__What you need to do__.
1. In the abstract on microphysiological systems, which lineages do the bone marrow models support differentiation into?
2. Please mark each statement yes or no against the abstract on microphysiological systems, quoting the words that decide it: (a) the bone marrow models maintain stem/progenitor cells; (b) the models capture haematotoxicity from monotherapy only; (c) advanced human cell models are described as less representative of in vivo biology than two-dimensional culture.
3. Extend the abstract on microphysiological systems, starting after its final sentence.

Early detection of safety liabilities of new therapies is a critical biopharmaceutical challenge. Addressing this challenge could significantly advance drug discovery. Advanced human cell models, including microphysiological systems (MPS), aim to recapitulate the architecture, cell-to-cell interactions, and microenvironment of a given tissue, making them more representative of complex in vivo biology than standard two-dimensional culture. Hence, human MPS are particularly well-suited suited to enhancing translation of pre-clinical model outcomes to clinical settings.

In Clinical Pharmacology and Safety Sciences at AstraZeneca, we are developing advanced human cell models tailored to various organs and safety applications, depending on the context of use. This presentation will showcase one example of successful adoption of MPS for pre-clinical safety assessment: our human 3D static and fluidic (MPS) bone marrow (BM) models. Our models recapitulate key aspects of living BM, maintaining stem/progenitor cells and supporting differentiation into erythroid, myeloid and megakaryocyte lineages. This allows capture of lineage-specific haematotoxicity associated with monotherapy and combination therapies, informing candidate drug selection, and guiding oncology drug combination dosing and scheduling. Integrating data from these models with Quantitative Systems Toxicology modeling approaches is crucial for accurate safety assessments and clinical translation.

__Provided records__.
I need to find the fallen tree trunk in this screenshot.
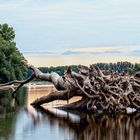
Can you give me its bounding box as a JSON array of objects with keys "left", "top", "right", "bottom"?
[{"left": 0, "top": 65, "right": 140, "bottom": 112}]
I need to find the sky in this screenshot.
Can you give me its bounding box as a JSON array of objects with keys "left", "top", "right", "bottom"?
[{"left": 0, "top": 0, "right": 140, "bottom": 65}]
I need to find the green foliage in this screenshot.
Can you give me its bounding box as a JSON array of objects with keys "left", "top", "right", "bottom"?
[
  {"left": 37, "top": 62, "right": 140, "bottom": 76},
  {"left": 0, "top": 23, "right": 15, "bottom": 41},
  {"left": 0, "top": 24, "right": 26, "bottom": 82}
]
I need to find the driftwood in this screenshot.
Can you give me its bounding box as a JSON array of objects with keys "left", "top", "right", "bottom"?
[{"left": 0, "top": 65, "right": 140, "bottom": 112}]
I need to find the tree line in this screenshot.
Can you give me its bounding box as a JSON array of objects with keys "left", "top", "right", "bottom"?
[
  {"left": 39, "top": 61, "right": 140, "bottom": 76},
  {"left": 0, "top": 23, "right": 27, "bottom": 83}
]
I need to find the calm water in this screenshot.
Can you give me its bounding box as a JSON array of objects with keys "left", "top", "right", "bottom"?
[{"left": 0, "top": 88, "right": 140, "bottom": 140}]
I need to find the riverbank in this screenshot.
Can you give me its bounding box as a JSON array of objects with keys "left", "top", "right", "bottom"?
[{"left": 24, "top": 55, "right": 140, "bottom": 67}]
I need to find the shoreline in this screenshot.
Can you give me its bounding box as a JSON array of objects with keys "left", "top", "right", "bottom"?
[{"left": 24, "top": 55, "right": 140, "bottom": 67}]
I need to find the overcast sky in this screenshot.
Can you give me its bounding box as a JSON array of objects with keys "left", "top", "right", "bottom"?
[{"left": 0, "top": 0, "right": 140, "bottom": 56}]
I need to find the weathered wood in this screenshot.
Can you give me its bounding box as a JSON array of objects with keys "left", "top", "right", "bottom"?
[{"left": 0, "top": 65, "right": 140, "bottom": 112}]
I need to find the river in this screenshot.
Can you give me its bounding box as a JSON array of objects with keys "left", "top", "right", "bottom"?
[{"left": 0, "top": 86, "right": 140, "bottom": 140}]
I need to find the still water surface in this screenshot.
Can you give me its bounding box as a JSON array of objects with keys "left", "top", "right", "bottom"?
[{"left": 0, "top": 87, "right": 140, "bottom": 140}]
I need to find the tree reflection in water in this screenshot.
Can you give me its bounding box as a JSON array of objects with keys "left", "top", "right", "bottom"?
[
  {"left": 0, "top": 89, "right": 140, "bottom": 140},
  {"left": 29, "top": 107, "right": 140, "bottom": 140}
]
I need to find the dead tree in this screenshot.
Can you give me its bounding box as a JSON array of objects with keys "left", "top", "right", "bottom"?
[{"left": 0, "top": 65, "right": 140, "bottom": 112}]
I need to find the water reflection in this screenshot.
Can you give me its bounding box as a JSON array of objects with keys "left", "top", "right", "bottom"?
[{"left": 0, "top": 88, "right": 140, "bottom": 140}]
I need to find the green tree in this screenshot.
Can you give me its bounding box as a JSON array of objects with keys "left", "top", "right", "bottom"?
[
  {"left": 0, "top": 23, "right": 15, "bottom": 41},
  {"left": 0, "top": 24, "right": 26, "bottom": 82}
]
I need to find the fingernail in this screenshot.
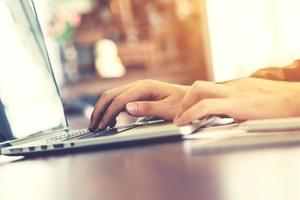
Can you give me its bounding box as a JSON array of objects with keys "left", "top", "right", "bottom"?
[
  {"left": 126, "top": 103, "right": 138, "bottom": 113},
  {"left": 174, "top": 118, "right": 182, "bottom": 126},
  {"left": 97, "top": 122, "right": 104, "bottom": 131}
]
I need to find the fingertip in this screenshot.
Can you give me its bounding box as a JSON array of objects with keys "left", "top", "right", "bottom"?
[{"left": 126, "top": 103, "right": 138, "bottom": 115}]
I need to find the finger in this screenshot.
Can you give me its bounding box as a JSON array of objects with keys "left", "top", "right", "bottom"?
[
  {"left": 97, "top": 86, "right": 161, "bottom": 129},
  {"left": 174, "top": 98, "right": 235, "bottom": 126},
  {"left": 108, "top": 119, "right": 117, "bottom": 128},
  {"left": 126, "top": 100, "right": 176, "bottom": 120},
  {"left": 89, "top": 85, "right": 131, "bottom": 130},
  {"left": 175, "top": 81, "right": 230, "bottom": 119}
]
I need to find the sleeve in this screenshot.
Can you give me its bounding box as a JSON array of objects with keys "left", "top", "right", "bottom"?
[{"left": 251, "top": 60, "right": 300, "bottom": 82}]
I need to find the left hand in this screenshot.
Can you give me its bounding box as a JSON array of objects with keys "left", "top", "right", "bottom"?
[{"left": 174, "top": 78, "right": 300, "bottom": 125}]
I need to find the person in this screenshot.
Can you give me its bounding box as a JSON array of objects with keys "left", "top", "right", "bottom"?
[{"left": 89, "top": 60, "right": 300, "bottom": 130}]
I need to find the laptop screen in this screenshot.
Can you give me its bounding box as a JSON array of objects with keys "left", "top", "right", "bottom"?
[{"left": 0, "top": 0, "right": 67, "bottom": 141}]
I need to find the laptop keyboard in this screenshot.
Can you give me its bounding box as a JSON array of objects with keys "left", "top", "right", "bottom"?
[{"left": 46, "top": 120, "right": 164, "bottom": 143}]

__Answers by item__.
1. Erythroid, myeloid and megakaryocyte lineages.

2.
(a) Yes: "maintaining stem/progenitor cells"
(b) No: "associated with monotherapy and combination therapies"
(c) No: "more representative of complex in vivo biology than standard two-dimensional culture"

3.
Despite the potential of advanced cell models to enhance the human relevance of pre-clinical safety assessments, challenges to their widespread adoption and development in the pharmaceutical industry remain. These challenges include a lack of standardization, high costs and time requirements, and low sample quantities for downstream analyses. This presentation will also address these challenges and present opportunities to further improve advanced cell models and thereby drive their adoption in the industry.

Learning Objectives:

1. Describe how advanced human cell models, including MPS, enhance the translation of pre-clinical outcomes to clinical settings.

2. Illustrate how human bone marrow MPS capture lineage-specific hematotoxicity to inform drug selection and dosing strategies.

3. Discuss current challenges to adopting advanced cell models in the pharmaceutical industry and propose opportunities for improvement.